So if say, for example, I want to have certain firewall rules across maybe my GCE instances or other things like that, this gives me a way to basically be like, OK, let's look at what's available inside our system. Let's see if it has the rules that are applied to it. And if they're not applied to it, let's make sure that those things are there and make sure that that happens, which is security good and stuff.

FRANCESC: I really like it. Because if you have enough instances, these kind of things will happen. Someone will forget, someone will be doing a little test and open an SSH port, and then forget about it. And then, now you have an attack vector.

MARK: Yeah, and even if you're automating it with Ansible, or Chef, or Puppet, maybe something goes wrong, it's just an extra layer there to basically say, let's just make sure this is always locked down.

FRANCESC: Instead of only just warning, but you can actually say, OK, just drop that, add a rule, close that port. So perfect, it's very, very nice and completely open source. And I wonder if it's written in Go. It's probably written in Go.

MARK: Yeah, while you're looking that up, I will talk about the last one. There is a "Medium" article by-- I'm going to read the name off the post here-- Christopher Grant, or possibly Grant, depending on which country he comes from, talking about building global Kubernetes in three steps on Google Cloud Platform. I particularly like this. Because I was literally reading this morning about how to set up federated clusters in Kubernetes.

And I was pulling my hair out trying to work out, what's just the simple steps for how to do this. He's written a "Medium" post that shows you how to use kubefed, basically just step, by step, by step. This is how you set up each of the clusters. This is how you create aliases for them, join them up, and then deploy your application across the several clusters that span the globe, which was just super nice to use.

FRANCESC: Cool. It's written in Python.

MARK: It's written in Python. That's OK. You'll live.

FRANCESC: Yeah, I'm very sad. No, Python is cool, too. Anyway, I think it's time to go talk to Quinn about Sourcegraph.

MARK: Let's do that.

FRANCESC: I am very happy today to welcome to the podcast Quinn Slack. He's the CEO of a company called Sourcegraph that I think I've talked about many times before. And he's here to tell us a little bit about what they do at Sourcegraph and how they use Google Cloud. So hello, Quinn. How are you doing?

QUINN: Hey, I'm doing great. Thanks for having me on.

FRANCESC: Thank you for coming. We're going to be talking a lot about all of the things that you do at Sourcegraph. It's a very interesting company. Especially in the Go community, you're pretty well known. But before we start with that, why don't you tell us a little bit about who you are and what do you do at Sourcegraph?

QUINN: All right, I am, again, Quinn. And I'm the founder and CEO of Sourcegraph. We build a universal code browser. So if you're a developer and you work with tons and tons of code, reading code, writing code, across a lot of different projects, then we have a product that helps you do that.

__GIVEN EXERCISE 1__.
Edit the rows starting at the first one and ending at the one containing "column 637, row 451", replacing "palm tree" with "date palm" and keeping everything else the same.
The transcript and the rows have no connection to each other.

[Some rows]
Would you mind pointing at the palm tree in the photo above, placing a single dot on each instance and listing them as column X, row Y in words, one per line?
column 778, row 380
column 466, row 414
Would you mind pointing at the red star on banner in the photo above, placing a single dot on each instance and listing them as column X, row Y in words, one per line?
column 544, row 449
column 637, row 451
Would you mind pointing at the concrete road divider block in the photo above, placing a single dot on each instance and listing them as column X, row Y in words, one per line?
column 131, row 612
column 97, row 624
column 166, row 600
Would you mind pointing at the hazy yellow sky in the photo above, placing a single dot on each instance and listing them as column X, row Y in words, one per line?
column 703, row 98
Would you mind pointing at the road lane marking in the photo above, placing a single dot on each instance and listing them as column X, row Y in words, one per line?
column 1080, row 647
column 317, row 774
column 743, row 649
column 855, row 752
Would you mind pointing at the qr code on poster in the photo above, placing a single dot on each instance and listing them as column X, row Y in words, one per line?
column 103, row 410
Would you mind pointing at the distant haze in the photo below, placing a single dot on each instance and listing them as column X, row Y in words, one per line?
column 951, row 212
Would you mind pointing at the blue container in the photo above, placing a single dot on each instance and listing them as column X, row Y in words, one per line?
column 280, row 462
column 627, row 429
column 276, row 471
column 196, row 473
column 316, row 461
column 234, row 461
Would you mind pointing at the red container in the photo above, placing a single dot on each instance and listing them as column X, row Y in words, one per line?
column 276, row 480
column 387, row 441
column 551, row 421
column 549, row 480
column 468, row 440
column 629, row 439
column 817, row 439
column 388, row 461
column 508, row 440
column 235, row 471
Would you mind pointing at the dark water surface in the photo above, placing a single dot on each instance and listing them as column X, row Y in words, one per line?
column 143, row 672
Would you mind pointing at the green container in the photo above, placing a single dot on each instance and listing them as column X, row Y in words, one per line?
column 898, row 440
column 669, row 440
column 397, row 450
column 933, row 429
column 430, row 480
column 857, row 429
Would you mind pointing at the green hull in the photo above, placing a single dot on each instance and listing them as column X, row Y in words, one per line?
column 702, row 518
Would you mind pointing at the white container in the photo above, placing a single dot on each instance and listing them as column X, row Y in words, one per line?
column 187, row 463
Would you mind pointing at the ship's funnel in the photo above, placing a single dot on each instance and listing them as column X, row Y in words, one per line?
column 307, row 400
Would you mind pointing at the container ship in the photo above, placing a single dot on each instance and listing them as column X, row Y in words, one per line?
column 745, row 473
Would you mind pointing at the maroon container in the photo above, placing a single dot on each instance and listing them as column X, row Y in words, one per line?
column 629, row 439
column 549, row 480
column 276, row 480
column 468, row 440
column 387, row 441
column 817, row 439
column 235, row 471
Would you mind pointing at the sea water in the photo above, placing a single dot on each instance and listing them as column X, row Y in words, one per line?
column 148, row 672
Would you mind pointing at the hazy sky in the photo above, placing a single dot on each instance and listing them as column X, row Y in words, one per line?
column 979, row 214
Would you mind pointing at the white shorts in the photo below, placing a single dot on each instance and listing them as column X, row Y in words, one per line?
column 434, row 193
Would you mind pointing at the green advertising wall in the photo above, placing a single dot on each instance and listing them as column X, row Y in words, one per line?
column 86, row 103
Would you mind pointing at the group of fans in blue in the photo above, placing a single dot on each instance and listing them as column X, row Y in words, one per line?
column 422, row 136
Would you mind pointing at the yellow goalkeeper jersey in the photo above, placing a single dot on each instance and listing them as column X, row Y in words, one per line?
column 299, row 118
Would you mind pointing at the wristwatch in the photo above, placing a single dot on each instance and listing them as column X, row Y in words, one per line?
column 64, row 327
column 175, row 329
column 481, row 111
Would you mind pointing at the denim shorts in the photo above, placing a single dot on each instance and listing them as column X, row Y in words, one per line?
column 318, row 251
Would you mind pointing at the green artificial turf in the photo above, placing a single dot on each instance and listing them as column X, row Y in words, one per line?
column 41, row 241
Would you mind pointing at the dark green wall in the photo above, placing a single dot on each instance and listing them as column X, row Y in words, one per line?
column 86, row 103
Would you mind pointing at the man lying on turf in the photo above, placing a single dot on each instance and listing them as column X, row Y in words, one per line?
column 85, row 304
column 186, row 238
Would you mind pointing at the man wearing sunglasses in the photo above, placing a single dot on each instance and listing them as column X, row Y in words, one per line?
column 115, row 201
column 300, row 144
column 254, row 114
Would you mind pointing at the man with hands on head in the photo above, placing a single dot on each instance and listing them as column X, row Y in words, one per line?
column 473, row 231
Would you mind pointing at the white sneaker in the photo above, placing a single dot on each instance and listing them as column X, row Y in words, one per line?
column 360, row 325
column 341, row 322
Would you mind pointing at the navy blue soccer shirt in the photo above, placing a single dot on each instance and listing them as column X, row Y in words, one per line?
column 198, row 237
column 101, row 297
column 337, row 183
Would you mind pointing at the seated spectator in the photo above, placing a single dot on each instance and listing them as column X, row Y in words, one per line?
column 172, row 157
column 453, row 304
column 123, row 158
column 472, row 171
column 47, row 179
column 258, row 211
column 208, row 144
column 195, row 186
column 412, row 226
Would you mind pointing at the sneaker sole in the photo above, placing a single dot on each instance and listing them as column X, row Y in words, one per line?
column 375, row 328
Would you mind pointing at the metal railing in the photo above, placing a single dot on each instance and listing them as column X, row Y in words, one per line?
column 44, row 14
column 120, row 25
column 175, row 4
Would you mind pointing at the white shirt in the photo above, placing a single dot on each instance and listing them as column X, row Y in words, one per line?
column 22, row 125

__GIVEN EXERCISE 2__.
Pick up the podcast transcript about Sourcegraph and Google Cloud at the point where it stops, and continue it.

__RIGHT ANSWER 1__.
Would you mind pointing at the date palm in the photo above, placing a single dot on each instance and listing them as column X, row Y in words, one per line?
column 778, row 380
column 466, row 414
Would you mind pointing at the red star on banner in the photo above, placing a single dot on each instance and listing them as column X, row Y in words, one per line?
column 544, row 449
column 637, row 451

__RIGHT ANSWER 2__.
It makes it much easier to read code, to jump around, get all the ID-like features, whether you're on GitHub, whether you're reading code elsewhere on the web, across all the projects at your company. We have customers with thousands of repositories. We have users who jump around 10, 20, 30 open source repositories. And our product makes that a lot easier for you to read.

MARK: So OK, so this sounds quite interesting what it is that you work on. But can you give us a higher level? How is this different from, say, somebody using just a regular ID or searching for something in GitHub?

QUINN: Different in a few ways-- so your IDE is optimized for editing code and usually in one project. And maybe 10, 20 years ago, if you were a developer, you could just be working on one project. But these days, you have to use so much open source code or so many other microservices in your company. And the job of a developer has gotten a lot harder. So we built a product from the ground up that actually understands cross-repository references, linkages.

So you can point to any piece of code. You can say show me everywhere in the open source world, or everywhere in my company this thing is being called. You can instantly search across all your repositories, hundreds or thousands of repositories at any version. You don't need to wait for them to be indexed.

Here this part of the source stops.